An Early Look at Pennsylvania’s 2022 Senate Race

Two Republicans are vying for former President Trump’s support while the two leading Democrats push progressive agendas.

The election to replace retiring Pennsylvania Sen. Pat Toomey is still a year and a half away, but existing political dynamics are already shaping the field. For the Republicans, President Donald Trump looms over the race as the two candidates getting the most attention are vying for his support. Meanwhile, two Democratic contenders are working to avoid being labeled as progressives—which could make it difficult to win a statewide race—while at the same time calling for a $15 minimum wage, Medicare for All, and student debt relief.

Pennsylvania's Senate race stands out even in a midterm that will be highly focused on the upper chamber. History tells us that the opposing party of the sitting president does well in midterm elections, but some early predictions on how the Senate map will shake out indicate it’s going to be a tough fight for either party to gain control of what is presently an evenly divided Senate. 

The GOP has controlled Toomey’s seat, except for a few years when Arlen Specter switched parties, since 1969. But there are only two seats nationwide occupied by a Republican in a state won by Biden in 2020 (the other is held by Sen. Ron Johnson of Wisconsin). Democrats sense an opportunity.

The Trump Factor

Two candidates who are relatively new to politics seem to be garnering the most attention on the Republican side: Jeff Bartos, a real estate developer, and Sean Parnell, a combat veteran, author, and frequent Fox News guest. Neither of them have held elected office, but not for lack of trying. Bartos was the GOP nominee for lieutenant governor in 2018, and Parnell ran in 2020 to unseat Rep. Conor Lamb in Pennsylvania’s 17th Congressional District.

Work task 1 —
In the article on Pennsylvania's 2022 Senate race, what office was Jeff Bartos the Republican nominee for in 2018?
Work task 2 —
Write out the part of the article on Pennsylvania's 2022 Senate race starting with "An Early Look" and going on through "student debt relief.".

Raw data —
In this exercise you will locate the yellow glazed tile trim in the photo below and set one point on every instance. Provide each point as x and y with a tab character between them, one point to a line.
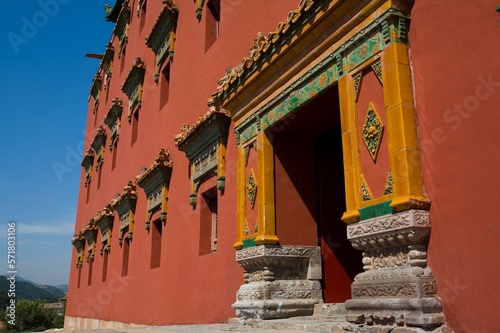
349	147
402	131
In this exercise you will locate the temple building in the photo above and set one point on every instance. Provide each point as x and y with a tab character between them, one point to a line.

Exercise result 1 —
Lieutenant governor

Exercise result 2 —
An Early Look at Pennsylvania’s 2022 Senate Race

Two Republicans are vying for former President Trump’s support while the two leading Democrats push progressive agendas.

The election to replace retiring Pennsylvania Sen. Pat Toomey is still a year and a half away, but existing political dynamics are already shaping the field. For the Republicans, President Donald Trump looms over the race as the two candidates getting the most attention are vying for his support. Meanwhile, two Democratic contenders are working to avoid being labeled as progressives—which could make it difficult to win a statewide race—while at the same time calling for a $15 minimum wage, Medicare for All, and student debt relief.